§ The task
Rewrite every line of the entries below as a numbered list, leaving out any blank lines.

Point placement records:

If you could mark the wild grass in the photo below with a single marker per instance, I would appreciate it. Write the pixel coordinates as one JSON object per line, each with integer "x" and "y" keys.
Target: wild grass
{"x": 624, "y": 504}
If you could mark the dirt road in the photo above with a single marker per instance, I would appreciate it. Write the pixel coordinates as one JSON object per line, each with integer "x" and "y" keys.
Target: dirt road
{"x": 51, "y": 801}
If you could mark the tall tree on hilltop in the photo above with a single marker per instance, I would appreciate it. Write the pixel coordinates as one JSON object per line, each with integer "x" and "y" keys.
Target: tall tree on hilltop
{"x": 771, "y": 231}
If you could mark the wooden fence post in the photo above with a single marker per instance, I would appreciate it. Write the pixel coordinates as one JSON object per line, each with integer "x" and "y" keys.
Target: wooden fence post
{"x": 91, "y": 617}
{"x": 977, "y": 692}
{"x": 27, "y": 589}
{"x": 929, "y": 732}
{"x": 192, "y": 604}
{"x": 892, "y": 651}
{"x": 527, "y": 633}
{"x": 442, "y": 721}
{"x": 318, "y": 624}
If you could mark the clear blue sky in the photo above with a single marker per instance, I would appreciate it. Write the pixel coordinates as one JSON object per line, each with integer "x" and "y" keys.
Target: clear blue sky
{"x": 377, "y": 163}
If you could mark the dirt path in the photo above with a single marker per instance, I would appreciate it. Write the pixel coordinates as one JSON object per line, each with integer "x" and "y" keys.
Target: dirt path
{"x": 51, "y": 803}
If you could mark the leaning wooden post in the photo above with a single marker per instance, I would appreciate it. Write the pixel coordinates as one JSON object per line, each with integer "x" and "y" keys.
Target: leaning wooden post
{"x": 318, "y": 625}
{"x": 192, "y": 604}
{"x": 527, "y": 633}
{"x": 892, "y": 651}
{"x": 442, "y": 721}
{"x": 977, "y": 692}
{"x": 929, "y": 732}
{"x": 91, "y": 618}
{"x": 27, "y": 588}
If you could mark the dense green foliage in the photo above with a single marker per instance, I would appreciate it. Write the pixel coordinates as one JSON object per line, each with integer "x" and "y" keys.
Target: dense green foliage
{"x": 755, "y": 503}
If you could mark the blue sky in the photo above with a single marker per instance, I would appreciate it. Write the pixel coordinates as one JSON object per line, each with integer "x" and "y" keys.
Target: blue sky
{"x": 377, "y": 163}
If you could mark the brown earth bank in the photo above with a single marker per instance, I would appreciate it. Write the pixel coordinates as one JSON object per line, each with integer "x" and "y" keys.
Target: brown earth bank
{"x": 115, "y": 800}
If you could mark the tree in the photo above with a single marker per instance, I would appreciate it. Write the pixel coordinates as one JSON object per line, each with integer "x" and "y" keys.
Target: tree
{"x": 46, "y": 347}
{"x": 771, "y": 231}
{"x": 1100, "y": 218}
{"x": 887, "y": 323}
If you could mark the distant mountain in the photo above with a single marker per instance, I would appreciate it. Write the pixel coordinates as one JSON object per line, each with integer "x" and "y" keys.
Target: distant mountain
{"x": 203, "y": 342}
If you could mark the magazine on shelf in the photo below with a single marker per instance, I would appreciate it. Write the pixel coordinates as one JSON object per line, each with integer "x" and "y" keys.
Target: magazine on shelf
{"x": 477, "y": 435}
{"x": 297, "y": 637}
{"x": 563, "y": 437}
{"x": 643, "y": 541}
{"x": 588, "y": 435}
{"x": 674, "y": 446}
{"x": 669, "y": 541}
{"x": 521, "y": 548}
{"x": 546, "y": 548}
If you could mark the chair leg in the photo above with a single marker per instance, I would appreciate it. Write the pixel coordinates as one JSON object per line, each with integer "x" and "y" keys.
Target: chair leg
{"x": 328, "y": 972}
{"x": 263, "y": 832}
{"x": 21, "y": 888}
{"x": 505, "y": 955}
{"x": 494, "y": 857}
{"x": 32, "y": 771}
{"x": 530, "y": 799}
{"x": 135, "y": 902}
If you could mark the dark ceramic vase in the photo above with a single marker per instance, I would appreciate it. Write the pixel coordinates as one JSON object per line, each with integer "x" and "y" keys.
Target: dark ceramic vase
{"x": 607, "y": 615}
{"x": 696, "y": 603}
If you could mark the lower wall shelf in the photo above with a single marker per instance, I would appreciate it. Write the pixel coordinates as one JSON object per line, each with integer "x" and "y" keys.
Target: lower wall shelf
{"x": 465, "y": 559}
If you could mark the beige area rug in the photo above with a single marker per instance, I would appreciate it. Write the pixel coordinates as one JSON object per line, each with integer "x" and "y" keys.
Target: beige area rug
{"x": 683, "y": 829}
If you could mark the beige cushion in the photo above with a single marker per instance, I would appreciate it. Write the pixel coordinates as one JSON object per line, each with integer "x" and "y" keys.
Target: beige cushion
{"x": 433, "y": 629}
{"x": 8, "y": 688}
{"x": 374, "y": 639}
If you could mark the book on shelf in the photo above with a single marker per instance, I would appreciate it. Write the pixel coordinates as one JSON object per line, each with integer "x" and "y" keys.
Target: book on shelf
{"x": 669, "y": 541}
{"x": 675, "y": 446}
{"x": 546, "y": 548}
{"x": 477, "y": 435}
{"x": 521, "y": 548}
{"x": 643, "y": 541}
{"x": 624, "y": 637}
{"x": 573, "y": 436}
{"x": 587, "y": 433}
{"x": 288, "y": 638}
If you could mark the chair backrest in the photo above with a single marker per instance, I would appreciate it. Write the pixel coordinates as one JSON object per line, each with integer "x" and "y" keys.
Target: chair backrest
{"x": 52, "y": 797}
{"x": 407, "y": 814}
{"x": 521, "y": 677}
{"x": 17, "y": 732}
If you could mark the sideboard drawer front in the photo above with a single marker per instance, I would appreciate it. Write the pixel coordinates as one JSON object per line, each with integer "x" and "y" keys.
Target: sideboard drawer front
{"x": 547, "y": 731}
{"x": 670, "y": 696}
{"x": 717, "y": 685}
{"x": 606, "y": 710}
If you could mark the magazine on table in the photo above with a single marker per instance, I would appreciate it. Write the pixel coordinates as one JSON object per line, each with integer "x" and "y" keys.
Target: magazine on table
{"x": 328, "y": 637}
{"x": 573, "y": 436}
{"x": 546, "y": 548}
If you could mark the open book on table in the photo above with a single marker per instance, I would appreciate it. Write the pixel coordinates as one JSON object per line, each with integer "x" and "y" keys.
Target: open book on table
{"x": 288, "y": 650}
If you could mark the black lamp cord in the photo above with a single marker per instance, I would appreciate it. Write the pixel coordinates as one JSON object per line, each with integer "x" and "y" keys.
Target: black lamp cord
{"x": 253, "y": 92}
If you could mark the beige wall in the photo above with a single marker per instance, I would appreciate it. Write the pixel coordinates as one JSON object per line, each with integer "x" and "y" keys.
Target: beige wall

§ Response to the exercise
1. If you could mark the wild grass in the photo below with a single marker per instance, I would appreciate it. Write the pixel coordinates as one JSON object per line, each with integer "x" and "y" keys.
2. Target: wild grass
3. {"x": 624, "y": 504}
4. If you could mark the dirt road in the photo above with a single marker per instance, I would appreciate it. Write the pixel coordinates as one JSON object per line, each with integer "x" and "y" keys.
5. Target: dirt road
6. {"x": 51, "y": 801}
7. If you could mark the tall tree on hilltop in the photo above with a single marker per instance, I would appreciate it. Write the pixel coordinates as one JSON object per line, each with integer "x" and "y" keys.
8. Target: tall tree on hilltop
9. {"x": 771, "y": 231}
10. If you could mark the wooden fence post in the photo above with a single marker per instance, I would appreciate it. Write the pixel coordinates as one JSON object per line, each with integer "x" and "y" keys.
11. Target: wooden fence post
12. {"x": 91, "y": 617}
13. {"x": 977, "y": 692}
14. {"x": 27, "y": 589}
15. {"x": 929, "y": 732}
16. {"x": 192, "y": 604}
17. {"x": 892, "y": 651}
18. {"x": 527, "y": 633}
19. {"x": 442, "y": 721}
20. {"x": 318, "y": 624}
21. If you could mark the clear blue sky in the photo above with a single marker per instance, I would appreciate it. Write the pixel coordinates as one JSON object per line, each with integer "x" and "y" keys.
22. Target: clear blue sky
23. {"x": 377, "y": 163}
24. If you could mark the dirt path in the photo above with a single marker per instance, I would appreciate it. Write the pixel coordinates as one JSON object per line, each with integer "x" and "y" keys.
25. Target: dirt path
26. {"x": 51, "y": 803}
27. If you could mark the leaning wooden post in the photo above with a single marker per instance, I would appreciate it. Write the pixel coordinates as one JSON object per line, each with integer "x" and "y" keys.
28. Target: leaning wooden post
29. {"x": 318, "y": 625}
30. {"x": 192, "y": 604}
31. {"x": 527, "y": 633}
32. {"x": 892, "y": 651}
33. {"x": 442, "y": 721}
34. {"x": 977, "y": 692}
35. {"x": 929, "y": 732}
36. {"x": 91, "y": 618}
37. {"x": 27, "y": 588}
38. If you could mark the dense green foliage in the photo above with a single marker per instance, I would appreciate it. Write the pixel coordinates as one JSON object per line, each with integer "x" and "y" keys.
39. Target: dense green foliage
40. {"x": 755, "y": 503}
41. If you could mark the blue sky in the photo above with a single marker per instance, I would appreciate it. Write the pixel coordinates as one JSON object per line, each with integer "x" and "y" keys.
42. Target: blue sky
43. {"x": 377, "y": 163}
44. If you could mark the brown earth bank in the photo above with a single marker per instance, I would appreciate it. Write the pixel coordinates as one JSON object per line, each with integer "x" and "y" keys.
45. Target: brown earth bank
46. {"x": 115, "y": 800}
47. If you could mark the tree in the photo above with a single marker per instance, I would appreciate it. Write the pixel coordinates as one JSON object per line, each with integer "x" and "y" keys.
48. Target: tree
49. {"x": 46, "y": 347}
50. {"x": 771, "y": 231}
51. {"x": 1100, "y": 218}
52. {"x": 887, "y": 323}
53. If you could mark the distant mountain in the photo above with a single marker per instance, I would appreciate it. Write the pixel coordinates as one JSON object per line, each with integer "x" and "y" keys.
54. Target: distant mountain
55. {"x": 203, "y": 342}
56. If you could mark the magazine on shelf in the photo below with a single marker per instance, I would appreciate it. Write the pixel coordinates as one JSON object per line, each with integer "x" and "y" keys.
57. Target: magazine on shelf
58. {"x": 477, "y": 435}
59. {"x": 297, "y": 637}
60. {"x": 563, "y": 437}
61. {"x": 643, "y": 541}
62. {"x": 588, "y": 435}
63. {"x": 674, "y": 446}
64. {"x": 669, "y": 541}
65. {"x": 521, "y": 548}
66. {"x": 546, "y": 548}
67. If you could mark the chair leg in the photo above with a single marker per instance, I would appreciate it. Write the pixel coordinates as one JSON object per line, each with integer "x" and "y" keys.
68. Target: chair leg
69. {"x": 328, "y": 972}
70. {"x": 263, "y": 832}
71. {"x": 21, "y": 888}
72. {"x": 505, "y": 955}
73. {"x": 494, "y": 857}
74. {"x": 32, "y": 771}
75. {"x": 530, "y": 799}
76. {"x": 135, "y": 902}
77. If you could mark the dark ceramic vase in the photo above with a single marker per instance, I would appreciate it. Write the pixel coordinates as one JSON object per line, each with integer "x" and "y" keys.
78. Target: dark ceramic vase
79. {"x": 607, "y": 615}
80. {"x": 696, "y": 603}
81. If you could mark the lower wall shelf in the photo above with a single marker per instance, I would appreciate it. Write the pixel coordinates as one JSON object per line, each with integer "x" and "y" keys.
82. Target: lower wall shelf
83. {"x": 465, "y": 559}
84. If you could mark the beige area rug in the photo above with a single marker per instance, I would appreciate it. Write the pixel coordinates as one JSON object per line, each with integer "x" and "y" keys.
85. Target: beige area rug
86. {"x": 683, "y": 829}
87. If you could mark the beige cushion in the photo above with a single marker per instance, I would appreciate it. Write the pixel coordinates as one JSON object per line, each with integer "x" and "y" keys.
88. Target: beige cushion
89. {"x": 433, "y": 629}
90. {"x": 8, "y": 688}
91. {"x": 374, "y": 639}
92. If you could mark the book on shelf in the photo above with a single marker per instance, I would appreciate it. Write the pixel coordinates as one JSON object per line, each with integer "x" and "y" keys.
93. Target: book on shelf
94. {"x": 669, "y": 541}
95. {"x": 675, "y": 446}
96. {"x": 546, "y": 548}
97. {"x": 477, "y": 435}
98. {"x": 521, "y": 548}
99. {"x": 643, "y": 541}
100. {"x": 624, "y": 637}
101. {"x": 573, "y": 436}
102. {"x": 587, "y": 433}
103. {"x": 288, "y": 638}
104. If you could mark the chair backrest in the photo above with a single marker per instance, I would appreciate it. Write the pixel coordinates as one JSON object per line, each with integer "x" and "y" keys.
105. Target: chair backrest
106. {"x": 52, "y": 797}
107. {"x": 407, "y": 814}
108. {"x": 521, "y": 677}
109. {"x": 17, "y": 732}
110. If you could mark the sideboard drawer front in the photo above with a single marker per instance, I would appreciate it. Write the pixel coordinates as one JSON object per line, each with integer "x" and "y" keys.
111. Target: sideboard drawer front
112. {"x": 547, "y": 731}
113. {"x": 670, "y": 696}
114. {"x": 717, "y": 685}
115. {"x": 606, "y": 710}
116. If you could mark the magazine on table in the photo above with a single marker per instance, I would appreciate it. Write the pixel coordinates as one JSON object per line, each with integer "x" and "y" keys.
117. Target: magazine on table
118. {"x": 328, "y": 637}
119. {"x": 573, "y": 436}
120. {"x": 546, "y": 548}
121. If you could mark the open book on table in the photo above with a single marker per instance, I would appreciate it. Write the pixel coordinates as one JSON object per line, each with integer "x" and "y" keys.
122. Target: open book on table
123. {"x": 288, "y": 650}
124. If you could mark the black lamp cord in the photo above with a single marker per instance, I would appreciate it. Write the pixel coordinates as one JSON object per line, each with integer "x" and "y" keys.
125. Target: black lamp cord
126. {"x": 253, "y": 92}
127. If you could mark the beige wall in the photo above with a single marker per instance, I would appreciate it. Write the pixel coordinates as one JSON object per line, each with integer "x" and "y" keys.
128. Target: beige wall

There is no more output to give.